Problems:
a – In the reply below about authenticating encrypted messages, which ciphertext changes does the quoted writer say go undetected?
b – Pick up the reply below about authenticating encrypted messages after its final sentence and carry it on.

Text passage:
# # #
Re: Authenticating encrypted messages?

From: Mok-Kong Shen (mok-kong.shen_at_t-online.de)
Date: 11/27/04


Date: Sat, 27 Nov 2004 14:27:38 +0100


Francois Grieu wrote:

[snip]
> And wait, the whole scheme is insecure in the general case:
> changing Cj for any j<n is not detected. Root issue is that
> Pj = DEC(C{j+1}) XOR Xj
> X{j+1} = Xj XOR Pj XOR C{j+1}
> implies
> X{j+1} = DEC(C{j+1}) XOR C{j+1}
> therefore any change in the ciphertext cancels out and leaves
> what follows in the decryption unchanged.
# # #
[Stored data]
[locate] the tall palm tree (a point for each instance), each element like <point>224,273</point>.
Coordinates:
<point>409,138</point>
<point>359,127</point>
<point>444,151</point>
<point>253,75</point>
# # #
Answers to the problems:
a – Changing Cj for any j<n is not detected.

b –
While in an earlier response to this I returned to an idea of
mine in another previous thread, namely incorporating non-linear
combination of P and C blocks into the chaining value X (use
of data-dependent rotations seems to be an efficient prospective),
it occurs to me that the problem of cancelling above wouldn't
exist, if one uses modular addition in place of XOR. For one
has then (mod 2^n, n being the block size):

     Pj = DEC(C{j+1}) + Xj
     X{j+1} = Xj + Pj + C{j+1}
     X{j+1} = 2*Xj + DEC(C{j+1}) + C{j+1}

Now, if C{j+1} is changed to C{j+1}', DEC(C{j+1}') + C{j+1}'
is extremely unlikely to equal to DEC(C{j+1}) + C{j+1} for
a good block cipher, so that X{j+1} would get changed and
hence, by the last equation above, X(j+k) (k>1) would also
get changed, i.e. there is error propagation.

Is this argumentation o.k. in your opinion?

In my follow-up to Gregory Rose, I wrote "using the modular
sum (or xor) of all preceding ciphertext and plaintext blocks
as the chaining value of the current block". This "(or xor)"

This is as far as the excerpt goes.